From the line that contains "point: gold framed" to the final line of the entries below, write out every line exactly as it appears, and nothing else.

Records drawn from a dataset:
※ ※ ※

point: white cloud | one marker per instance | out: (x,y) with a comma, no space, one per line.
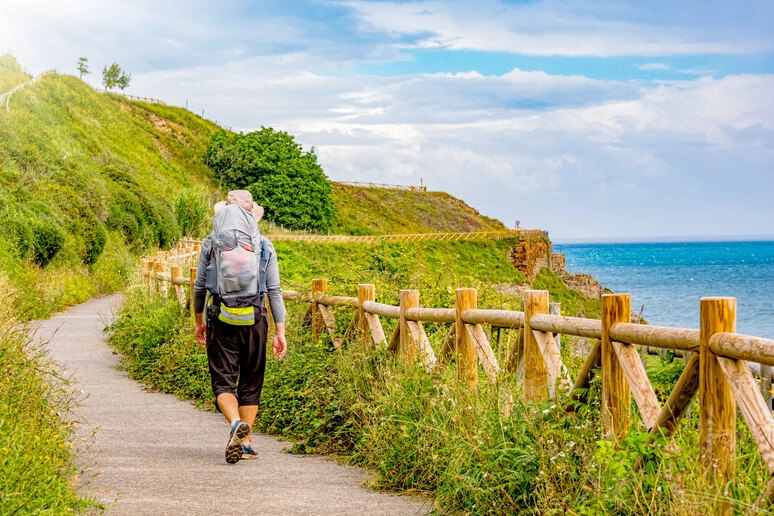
(541,29)
(653,67)
(568,153)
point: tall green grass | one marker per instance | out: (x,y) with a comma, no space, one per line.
(37,426)
(474,452)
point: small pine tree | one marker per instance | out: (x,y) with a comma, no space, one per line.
(83,67)
(113,76)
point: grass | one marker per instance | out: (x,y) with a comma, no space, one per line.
(474,452)
(377,211)
(36,427)
(89,180)
(11,73)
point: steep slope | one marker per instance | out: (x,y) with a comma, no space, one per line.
(11,74)
(85,179)
(375,211)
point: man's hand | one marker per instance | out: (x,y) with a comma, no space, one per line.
(201,329)
(280,346)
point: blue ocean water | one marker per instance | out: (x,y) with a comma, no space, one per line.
(667,280)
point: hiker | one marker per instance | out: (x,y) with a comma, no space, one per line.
(236,326)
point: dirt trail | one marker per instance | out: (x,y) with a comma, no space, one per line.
(154,454)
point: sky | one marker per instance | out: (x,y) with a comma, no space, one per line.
(592,120)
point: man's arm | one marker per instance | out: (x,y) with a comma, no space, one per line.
(200,291)
(280,346)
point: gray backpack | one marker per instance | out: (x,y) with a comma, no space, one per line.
(236,246)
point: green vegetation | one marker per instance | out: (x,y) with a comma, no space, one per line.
(379,211)
(36,433)
(11,73)
(114,77)
(88,179)
(481,452)
(83,67)
(87,182)
(289,183)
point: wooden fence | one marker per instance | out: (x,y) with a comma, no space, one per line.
(717,369)
(147,100)
(414,237)
(410,188)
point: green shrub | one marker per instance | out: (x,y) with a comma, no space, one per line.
(288,182)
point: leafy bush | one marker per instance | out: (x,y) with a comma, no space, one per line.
(285,180)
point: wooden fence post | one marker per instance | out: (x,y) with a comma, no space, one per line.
(144,273)
(717,407)
(319,286)
(369,325)
(467,361)
(766,372)
(159,266)
(176,273)
(616,396)
(535,371)
(192,279)
(407,348)
(365,292)
(556,309)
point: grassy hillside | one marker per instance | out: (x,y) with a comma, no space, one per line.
(11,73)
(87,178)
(376,211)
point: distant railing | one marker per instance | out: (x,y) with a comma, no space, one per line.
(147,100)
(717,369)
(413,237)
(410,188)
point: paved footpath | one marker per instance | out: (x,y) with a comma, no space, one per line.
(155,454)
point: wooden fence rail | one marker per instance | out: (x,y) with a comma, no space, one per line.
(717,370)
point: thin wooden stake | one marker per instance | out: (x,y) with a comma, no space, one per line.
(615,390)
(319,286)
(535,373)
(467,367)
(407,348)
(717,408)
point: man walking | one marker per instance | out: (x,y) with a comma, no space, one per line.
(235,327)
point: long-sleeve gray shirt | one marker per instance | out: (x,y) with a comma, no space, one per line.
(273,288)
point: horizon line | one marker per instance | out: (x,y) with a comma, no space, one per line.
(673,239)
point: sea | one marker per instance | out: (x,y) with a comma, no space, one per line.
(667,280)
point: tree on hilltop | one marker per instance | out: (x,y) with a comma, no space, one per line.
(288,182)
(113,76)
(83,67)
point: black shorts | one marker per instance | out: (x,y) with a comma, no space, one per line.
(237,358)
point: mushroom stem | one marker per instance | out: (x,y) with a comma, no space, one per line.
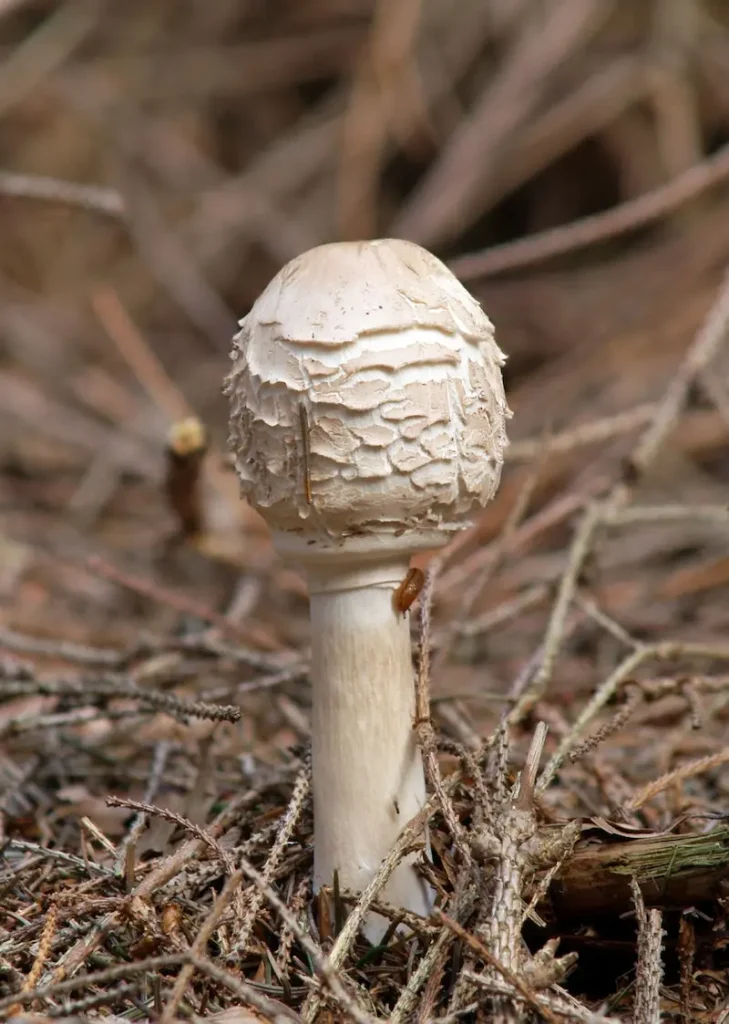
(368,770)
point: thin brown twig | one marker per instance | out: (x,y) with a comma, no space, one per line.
(485,954)
(44,946)
(599,227)
(690,770)
(201,940)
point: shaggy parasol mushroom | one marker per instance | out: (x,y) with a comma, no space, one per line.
(368,423)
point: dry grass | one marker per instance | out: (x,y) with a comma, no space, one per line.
(159,163)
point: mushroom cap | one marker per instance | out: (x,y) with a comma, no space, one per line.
(367,395)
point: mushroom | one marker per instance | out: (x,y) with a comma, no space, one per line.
(367,423)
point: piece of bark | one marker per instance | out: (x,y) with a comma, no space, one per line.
(672,871)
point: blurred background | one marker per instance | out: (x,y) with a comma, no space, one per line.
(160,160)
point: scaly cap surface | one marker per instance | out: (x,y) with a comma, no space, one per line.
(369,369)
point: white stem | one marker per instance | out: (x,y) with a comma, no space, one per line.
(368,771)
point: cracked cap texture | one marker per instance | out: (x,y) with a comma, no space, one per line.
(368,368)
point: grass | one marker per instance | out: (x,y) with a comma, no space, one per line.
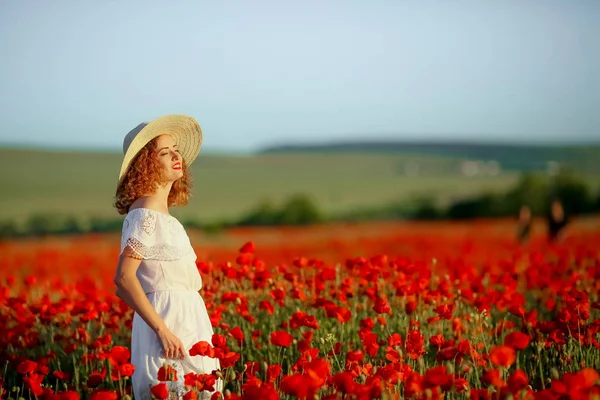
(83,183)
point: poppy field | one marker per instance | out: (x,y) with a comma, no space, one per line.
(404,310)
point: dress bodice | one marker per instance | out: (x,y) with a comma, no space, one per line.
(168,259)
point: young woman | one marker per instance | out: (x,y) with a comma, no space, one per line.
(156,272)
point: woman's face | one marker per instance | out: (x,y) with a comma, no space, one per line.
(169,158)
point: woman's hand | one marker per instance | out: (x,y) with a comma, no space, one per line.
(172,346)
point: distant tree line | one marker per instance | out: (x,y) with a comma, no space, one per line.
(533,190)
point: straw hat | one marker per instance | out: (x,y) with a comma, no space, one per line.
(185,130)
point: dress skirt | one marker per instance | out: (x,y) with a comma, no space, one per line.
(184,313)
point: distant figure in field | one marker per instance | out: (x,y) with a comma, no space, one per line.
(524,224)
(557,220)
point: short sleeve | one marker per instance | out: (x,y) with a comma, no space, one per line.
(140,234)
(155,236)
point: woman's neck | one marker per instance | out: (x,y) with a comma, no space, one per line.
(159,200)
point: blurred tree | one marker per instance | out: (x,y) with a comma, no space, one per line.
(574,194)
(531,190)
(299,210)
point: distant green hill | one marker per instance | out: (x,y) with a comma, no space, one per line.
(511,157)
(82,183)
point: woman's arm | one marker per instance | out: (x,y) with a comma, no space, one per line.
(130,291)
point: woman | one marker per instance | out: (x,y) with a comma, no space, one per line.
(156,272)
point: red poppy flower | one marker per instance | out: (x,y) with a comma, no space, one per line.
(167,374)
(502,356)
(103,394)
(517,340)
(248,247)
(237,334)
(273,372)
(281,338)
(26,367)
(160,391)
(202,348)
(119,355)
(381,306)
(517,381)
(218,340)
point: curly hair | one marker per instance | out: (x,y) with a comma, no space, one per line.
(143,177)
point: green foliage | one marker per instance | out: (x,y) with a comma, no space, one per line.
(575,195)
(533,190)
(297,210)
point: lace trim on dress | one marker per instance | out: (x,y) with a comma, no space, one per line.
(153,236)
(163,252)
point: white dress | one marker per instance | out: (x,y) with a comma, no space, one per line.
(171,281)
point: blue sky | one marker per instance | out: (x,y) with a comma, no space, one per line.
(80,74)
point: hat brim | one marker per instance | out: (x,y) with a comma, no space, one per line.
(184,129)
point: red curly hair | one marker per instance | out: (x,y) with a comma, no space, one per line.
(142,178)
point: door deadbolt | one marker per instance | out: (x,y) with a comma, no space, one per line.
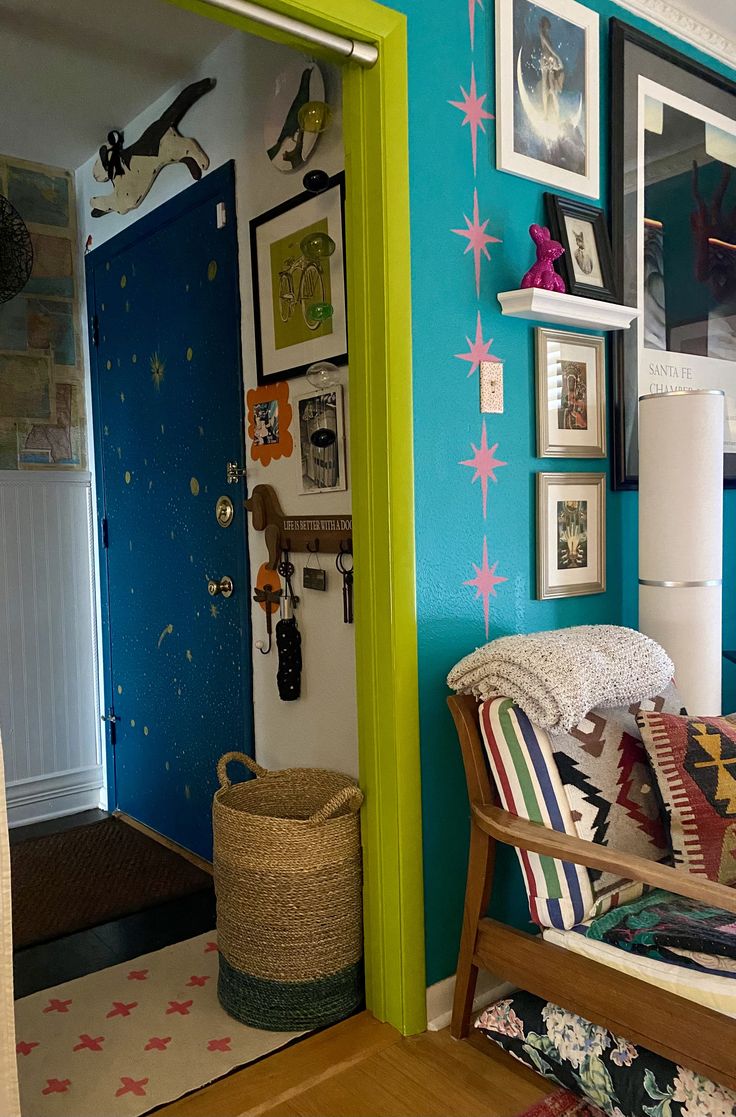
(223,588)
(225,511)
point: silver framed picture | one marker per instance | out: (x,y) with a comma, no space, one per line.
(571,534)
(571,394)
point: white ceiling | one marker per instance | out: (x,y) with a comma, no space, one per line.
(719,15)
(72,69)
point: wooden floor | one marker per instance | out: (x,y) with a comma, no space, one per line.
(362,1068)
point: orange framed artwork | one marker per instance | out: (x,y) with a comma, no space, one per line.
(269,418)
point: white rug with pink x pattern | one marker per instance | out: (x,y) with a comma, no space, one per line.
(131,1038)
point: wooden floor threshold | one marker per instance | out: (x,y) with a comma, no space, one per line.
(174,847)
(363,1068)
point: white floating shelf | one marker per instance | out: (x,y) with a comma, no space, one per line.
(538,305)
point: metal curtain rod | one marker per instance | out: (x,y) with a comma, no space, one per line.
(364,54)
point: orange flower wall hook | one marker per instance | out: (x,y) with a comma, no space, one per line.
(269,418)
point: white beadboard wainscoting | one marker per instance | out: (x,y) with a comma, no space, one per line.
(48,646)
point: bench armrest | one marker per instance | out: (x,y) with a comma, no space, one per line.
(538,839)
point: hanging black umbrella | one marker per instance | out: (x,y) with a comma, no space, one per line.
(16,251)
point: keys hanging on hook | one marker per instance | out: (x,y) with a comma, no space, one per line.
(267,597)
(344,564)
(286,570)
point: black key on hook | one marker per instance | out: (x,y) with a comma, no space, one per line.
(347,584)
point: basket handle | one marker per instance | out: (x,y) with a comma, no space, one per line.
(225,760)
(351,795)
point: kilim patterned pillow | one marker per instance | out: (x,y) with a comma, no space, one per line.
(594,783)
(610,788)
(695,763)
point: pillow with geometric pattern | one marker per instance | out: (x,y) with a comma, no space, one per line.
(694,760)
(609,783)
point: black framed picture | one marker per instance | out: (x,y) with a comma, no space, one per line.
(298,273)
(588,264)
(674,191)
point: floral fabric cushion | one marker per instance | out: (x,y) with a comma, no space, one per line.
(621,1078)
(694,760)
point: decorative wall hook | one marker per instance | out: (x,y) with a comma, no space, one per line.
(328,534)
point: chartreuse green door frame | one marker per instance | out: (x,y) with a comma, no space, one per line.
(379,298)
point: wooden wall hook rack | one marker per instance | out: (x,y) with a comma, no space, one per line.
(323,534)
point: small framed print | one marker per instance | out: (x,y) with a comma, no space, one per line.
(588,264)
(322,441)
(571,394)
(298,273)
(571,534)
(547,93)
(269,417)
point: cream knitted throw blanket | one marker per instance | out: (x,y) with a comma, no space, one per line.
(558,677)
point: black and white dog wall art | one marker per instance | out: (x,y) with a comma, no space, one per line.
(133,169)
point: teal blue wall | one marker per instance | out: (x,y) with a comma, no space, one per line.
(450,527)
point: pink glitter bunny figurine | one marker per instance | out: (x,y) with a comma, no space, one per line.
(543,274)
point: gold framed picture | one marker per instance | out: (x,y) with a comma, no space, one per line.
(571,534)
(571,394)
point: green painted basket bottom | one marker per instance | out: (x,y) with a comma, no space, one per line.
(289,1006)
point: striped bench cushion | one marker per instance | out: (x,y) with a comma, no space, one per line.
(529,786)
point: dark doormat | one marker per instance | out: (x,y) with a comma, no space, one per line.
(77,879)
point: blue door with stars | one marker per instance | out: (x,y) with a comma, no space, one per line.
(168,412)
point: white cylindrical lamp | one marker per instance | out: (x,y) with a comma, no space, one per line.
(680,537)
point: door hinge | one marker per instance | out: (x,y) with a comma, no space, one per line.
(111,718)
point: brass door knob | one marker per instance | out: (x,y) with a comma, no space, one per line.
(225,586)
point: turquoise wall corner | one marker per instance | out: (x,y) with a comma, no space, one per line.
(450,525)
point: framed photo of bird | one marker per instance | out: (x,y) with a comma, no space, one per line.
(547,93)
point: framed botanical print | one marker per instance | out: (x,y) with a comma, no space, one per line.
(571,394)
(547,93)
(571,534)
(269,417)
(674,178)
(588,264)
(298,273)
(322,441)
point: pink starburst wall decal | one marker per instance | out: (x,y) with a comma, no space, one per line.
(485,581)
(471,19)
(478,350)
(485,464)
(478,239)
(475,114)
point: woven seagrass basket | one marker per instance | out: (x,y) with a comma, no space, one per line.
(288,882)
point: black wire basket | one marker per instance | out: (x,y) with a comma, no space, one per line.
(16,251)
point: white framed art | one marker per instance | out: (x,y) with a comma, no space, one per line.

※ ※ ※

Finished task:
point: gold framed picture | one marker per instance | out: (x,y) with a comma, no space, one per line.
(571,534)
(571,394)
point: green painted basket bottom | one marker per instance | out: (x,y) with a comma, no space, one per line.
(289,1006)
point: striped bench cushion | one marker per instance | out: (x,y) with a comma, no space, one per line.
(529,786)
point: dark doormat | one marker per instance | out: (x,y) with a comma, no space, one per line.
(77,879)
point: blue door with stars | one marker per instance | out: (x,y) with a comma, no space, one per line.
(168,412)
point: white cylindrical lamp | one marker per instance | out: (x,y) with a comma, no space, one per line.
(680,537)
point: door hinge | one marker per instance | out: (x,y) with a comma, no space, one per line.
(111,718)
point: brass door knob | one marker per instance | out: (x,y) with a comma, no space, one per line.
(225,586)
point: turquoise wall corner | one marker per instance | out: (x,y) with a comma, no space, one per line.
(450,525)
point: framed photo of bird | one marker per instance | out: (x,y) with a comma, no space, one per line.
(547,93)
point: framed botanical print | one marker per instance | out: (x,y) with a comma, no space, one per line.
(571,394)
(547,93)
(571,534)
(269,417)
(674,178)
(588,264)
(298,273)
(322,441)
point: pink starburst wall decal | one marker per instance | out: (x,y) with a comma, no space, one per line.
(485,581)
(471,19)
(478,350)
(485,464)
(478,239)
(475,114)
point: woven seagrass basket | one marker per instance | out: (x,y) with a comma, no space, one per line.
(288,882)
point: black wire basket | one marker per instance | out: (x,y) with a comma, no space, one per line.
(16,251)
point: white framed art | one marker per instance | out: (x,y) with a comma, no space, one per line.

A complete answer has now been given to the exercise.